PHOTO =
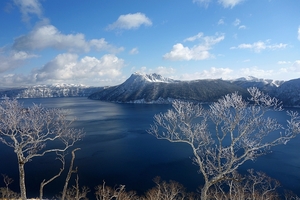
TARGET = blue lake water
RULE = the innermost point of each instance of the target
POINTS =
(118, 149)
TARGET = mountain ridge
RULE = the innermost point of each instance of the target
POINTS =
(154, 88)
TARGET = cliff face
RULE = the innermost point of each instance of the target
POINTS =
(154, 88)
(50, 91)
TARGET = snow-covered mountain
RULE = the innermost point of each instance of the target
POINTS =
(46, 91)
(289, 92)
(153, 88)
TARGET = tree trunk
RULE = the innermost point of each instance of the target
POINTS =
(204, 191)
(22, 179)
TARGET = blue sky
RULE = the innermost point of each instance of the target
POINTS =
(102, 42)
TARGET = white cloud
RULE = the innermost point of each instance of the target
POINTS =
(212, 73)
(48, 36)
(236, 22)
(204, 3)
(67, 67)
(134, 51)
(283, 62)
(28, 7)
(193, 38)
(229, 3)
(197, 52)
(221, 21)
(259, 46)
(130, 21)
(13, 59)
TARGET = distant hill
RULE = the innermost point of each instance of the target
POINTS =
(46, 91)
(154, 88)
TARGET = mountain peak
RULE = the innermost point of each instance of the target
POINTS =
(154, 77)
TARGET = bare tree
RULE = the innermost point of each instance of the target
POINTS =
(254, 186)
(166, 191)
(75, 193)
(104, 192)
(7, 193)
(241, 132)
(29, 130)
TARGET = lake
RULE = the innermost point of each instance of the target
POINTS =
(118, 149)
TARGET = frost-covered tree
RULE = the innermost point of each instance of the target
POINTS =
(241, 131)
(30, 130)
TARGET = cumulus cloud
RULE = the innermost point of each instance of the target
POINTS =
(283, 62)
(13, 59)
(48, 36)
(68, 67)
(204, 3)
(197, 52)
(236, 22)
(212, 73)
(134, 51)
(130, 21)
(259, 46)
(221, 21)
(229, 3)
(29, 7)
(224, 3)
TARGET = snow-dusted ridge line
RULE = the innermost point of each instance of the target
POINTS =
(153, 78)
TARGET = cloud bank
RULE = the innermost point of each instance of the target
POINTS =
(257, 47)
(224, 3)
(130, 21)
(197, 52)
(48, 36)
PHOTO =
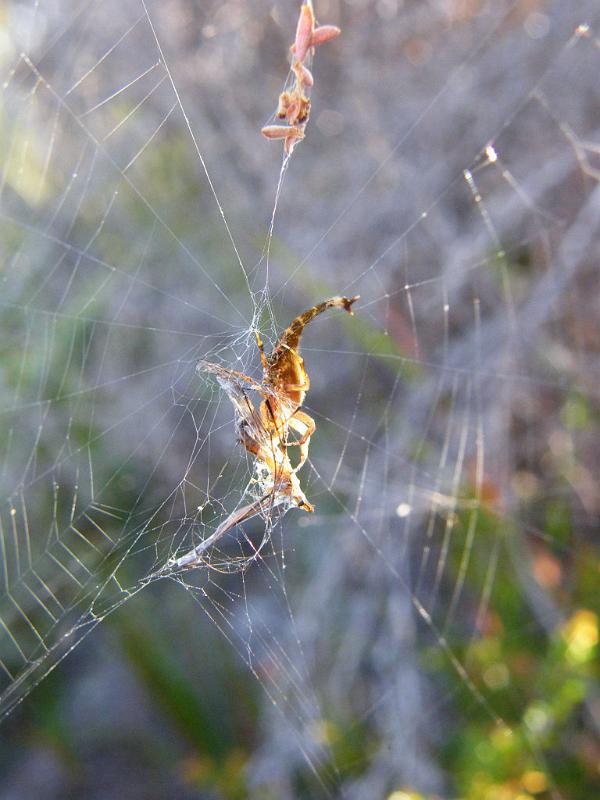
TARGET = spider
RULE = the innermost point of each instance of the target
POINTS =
(265, 432)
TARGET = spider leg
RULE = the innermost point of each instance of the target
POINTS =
(261, 350)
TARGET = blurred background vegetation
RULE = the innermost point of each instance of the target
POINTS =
(433, 631)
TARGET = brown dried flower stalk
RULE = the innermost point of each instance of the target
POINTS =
(294, 104)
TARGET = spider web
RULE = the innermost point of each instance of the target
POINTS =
(449, 178)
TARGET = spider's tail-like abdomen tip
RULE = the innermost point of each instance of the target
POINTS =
(348, 303)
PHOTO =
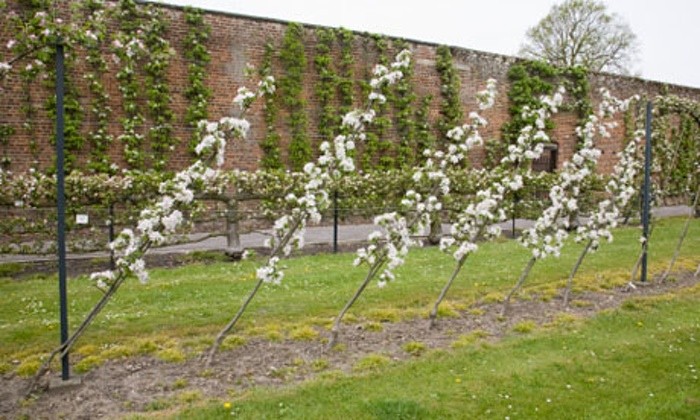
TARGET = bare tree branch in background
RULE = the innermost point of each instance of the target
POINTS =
(582, 33)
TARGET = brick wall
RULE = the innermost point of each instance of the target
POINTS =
(238, 40)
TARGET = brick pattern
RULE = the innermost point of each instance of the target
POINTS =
(238, 40)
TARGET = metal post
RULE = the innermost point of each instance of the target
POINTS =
(61, 207)
(646, 194)
(515, 203)
(335, 221)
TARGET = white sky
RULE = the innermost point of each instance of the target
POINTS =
(667, 30)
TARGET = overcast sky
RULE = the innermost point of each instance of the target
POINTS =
(667, 30)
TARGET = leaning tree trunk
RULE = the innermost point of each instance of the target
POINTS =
(518, 285)
(638, 263)
(574, 270)
(370, 275)
(65, 347)
(232, 323)
(445, 289)
(684, 233)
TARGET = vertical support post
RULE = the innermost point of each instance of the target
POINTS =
(61, 207)
(515, 204)
(112, 264)
(335, 221)
(646, 193)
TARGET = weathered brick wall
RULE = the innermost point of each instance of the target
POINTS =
(238, 40)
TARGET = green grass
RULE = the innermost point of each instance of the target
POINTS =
(177, 314)
(638, 362)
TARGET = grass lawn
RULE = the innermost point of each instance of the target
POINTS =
(178, 312)
(639, 362)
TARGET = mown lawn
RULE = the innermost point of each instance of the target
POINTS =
(639, 362)
(178, 312)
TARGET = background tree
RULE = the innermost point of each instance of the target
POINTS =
(582, 33)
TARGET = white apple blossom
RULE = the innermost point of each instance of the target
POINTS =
(546, 237)
(478, 219)
(391, 245)
(288, 231)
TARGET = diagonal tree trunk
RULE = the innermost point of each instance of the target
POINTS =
(518, 285)
(684, 233)
(445, 289)
(232, 323)
(336, 324)
(574, 270)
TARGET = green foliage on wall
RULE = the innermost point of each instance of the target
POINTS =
(326, 85)
(676, 145)
(93, 37)
(160, 134)
(451, 113)
(129, 50)
(293, 58)
(405, 119)
(532, 79)
(6, 131)
(425, 137)
(198, 57)
(270, 144)
(529, 80)
(380, 153)
(346, 75)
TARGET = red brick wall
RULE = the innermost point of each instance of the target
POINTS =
(238, 40)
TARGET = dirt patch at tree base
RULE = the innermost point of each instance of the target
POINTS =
(145, 384)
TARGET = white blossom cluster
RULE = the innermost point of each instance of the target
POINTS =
(162, 218)
(392, 243)
(479, 219)
(620, 190)
(546, 237)
(530, 143)
(335, 159)
(4, 69)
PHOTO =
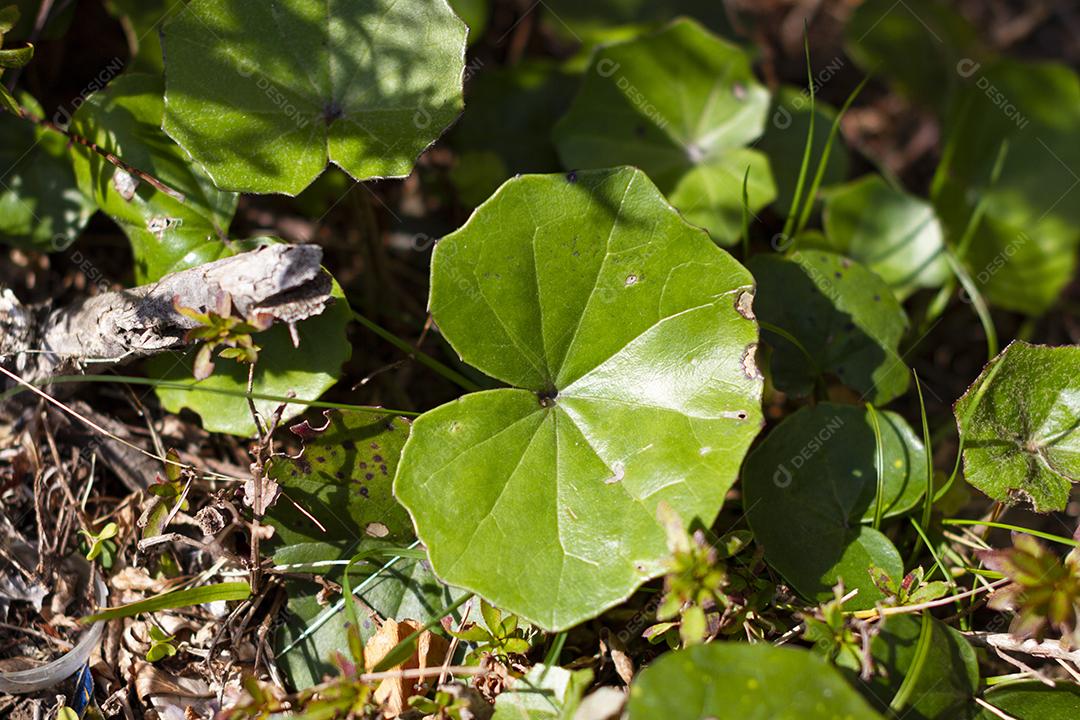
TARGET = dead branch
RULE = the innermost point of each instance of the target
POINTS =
(284, 282)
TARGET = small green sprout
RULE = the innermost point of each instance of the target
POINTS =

• _TASK STATEMENT_: Could you repeat all of the lines above with "innermost point" changed to "central point" each time it appears, keeping everything else the same and leaving the pictures out?

• _REPLY_:
PHOTO =
TARGET = blue lake water
RULE = the central point of each instance of the target
POINTS =
(118, 149)
TARGET = mountain ridge
RULE = the central point of each instance of the target
POINTS =
(154, 88)
TARGET = cliff face
RULE = the central point of each instance of the target
POINTS =
(154, 88)
(50, 91)
TARGET = snow-covered mountain
RULE = the central point of each instance of the target
POINTS =
(46, 91)
(289, 92)
(153, 88)
TARGET = tree trunk
RULE = the central point of each instance of the target
POINTS =
(204, 191)
(22, 179)
TARGET = blue sky
RULE = the central point of each instance of the target
POINTS =
(102, 42)
TARGET = white cloud
RULE = the central point of each instance of the target
POINTS =
(212, 73)
(48, 36)
(236, 22)
(204, 3)
(67, 67)
(134, 51)
(283, 62)
(28, 7)
(193, 38)
(229, 3)
(197, 52)
(221, 21)
(259, 46)
(130, 21)
(13, 59)
TARGET = distant hill
RULE = the central point of each instance of the target
POINTS =
(46, 91)
(154, 88)
TARGET = mountain peak
RULE = the central point of each instance of the target
POINTS =
(154, 77)
TARGET = bare tree
RULE = the central point of each instance of the target
POINTS =
(254, 186)
(166, 191)
(75, 193)
(104, 192)
(7, 193)
(241, 132)
(29, 130)
TARGET = lake
RULE = the central point of each instance of the target
POINTS =
(118, 149)
TARGET = frost-covered tree
RULE = the central point of each instance of the target
POINTS =
(241, 131)
(30, 130)
TARGET = cumulus cloud
RULE = the central point of each instance of the target
POINTS =
(283, 62)
(13, 59)
(48, 36)
(68, 67)
(204, 3)
(197, 52)
(236, 22)
(212, 73)
(134, 51)
(130, 21)
(259, 46)
(221, 21)
(229, 3)
(29, 7)
(224, 3)
TARGET = snow-dusted ridge line
RULE = the central point of each instance of the target
POINTS =
(153, 78)
TARGET = cloud bank
RULE = the central point of each instance of the target
POINTS =
(257, 47)
(224, 3)
(130, 21)
(197, 52)
(48, 36)
PHOTO =
TARGET = spider
RULE = the central point of each instance of the target
POINTS =
(265, 432)
TARGET = spider leg
RULE = the central point of each instance of the target
POINTS =
(261, 350)
TARGET = blurred background vegetation
RULE = the central point of each instance of the target
POINTS =
(433, 631)
TARGET = brown dried flower stalk
RULE = the central point of each instance of the target
POINTS =
(294, 104)
TARGET = spider web
RULE = the central point of each instance of the target
POINTS =
(449, 178)
TARGET = spider's tail-like abdomen tip
RULE = the central point of each instance of the target
POINTS =
(348, 303)
PHOTO =
TARGET = bare tree branch in background
RULE = the central point of each instance of the target
POINTS =
(582, 33)
TARGET = brick wall
RULE = the central point of each instance of the target
POINTS =
(238, 40)
TARGET = brick pattern
RULE = the central point of each instance of the target
POINTS =
(238, 40)
TARGET = metal post
RULE = the central point of each instance of the target
POINTS =
(61, 207)
(646, 194)
(515, 203)
(335, 221)
TARGET = white sky
RULE = the central point of each instance of the target
POINTS =
(667, 30)
TARGET = overcast sky
RULE = the central point of each instance of the target
POINTS =
(667, 30)
TARGET = leaning tree trunk
RULE = the central point of each instance of the target
POINTS =
(518, 285)
(638, 263)
(574, 270)
(370, 275)
(65, 347)
(232, 323)
(445, 289)
(684, 233)
TARGET = vertical support post
RULE = the central point of each instance of the target
POINTS =
(61, 207)
(515, 204)
(112, 264)
(335, 221)
(646, 193)
TARGET = weathered brick wall
RULE = the central point of each instance of the target
POINTS =
(238, 40)
TARGET = green grass
RULE = the central point of each instance of the target
POINTS =
(177, 314)
(638, 362)
TARGET = grass lawn
RULE = the central point of each instance of the target
POINTS =
(178, 312)
(639, 362)
TARGET = mown lawn
RULE = the central point of each instance of the target
POINTS =
(639, 362)
(178, 312)
TARGET = background tree
RULE = the central point of each instance of the target
POINTS =
(582, 33)
TARGET = white apple blossom
RULE = the central point of each instance of the target
POINTS =
(546, 237)
(478, 219)
(391, 245)
(288, 231)
TARGET = diagonal tree trunk
RULE = the central point of each instance of the target
POINTS =
(518, 285)
(684, 233)
(445, 289)
(232, 323)
(336, 324)
(574, 270)
TARGET = green foliage on wall
RULE = the central point of each instance of the target
POINTS =
(326, 85)
(676, 145)
(93, 37)
(160, 134)
(451, 113)
(129, 50)
(293, 58)
(405, 119)
(532, 79)
(6, 131)
(425, 137)
(198, 57)
(270, 144)
(529, 80)
(380, 153)
(346, 75)
TARGET = red brick wall
RULE = the central point of each instance of the target
POINTS =
(238, 40)
TARGET = dirt patch at tree base
RULE = the central point of each instance of the target
POINTS =
(145, 384)
TARGET = white blossom cluster
RULE = the central point of each instance of the target
POINTS =
(162, 218)
(392, 243)
(479, 219)
(620, 190)
(546, 237)
(530, 143)
(335, 159)
(4, 69)
PHOTO =
TARGET = dead branch
RULE = the central point of each instance of the target
POINTS =
(284, 282)
TARGET = small green sprout
RULE = the central point of each instance of the target
POINTS =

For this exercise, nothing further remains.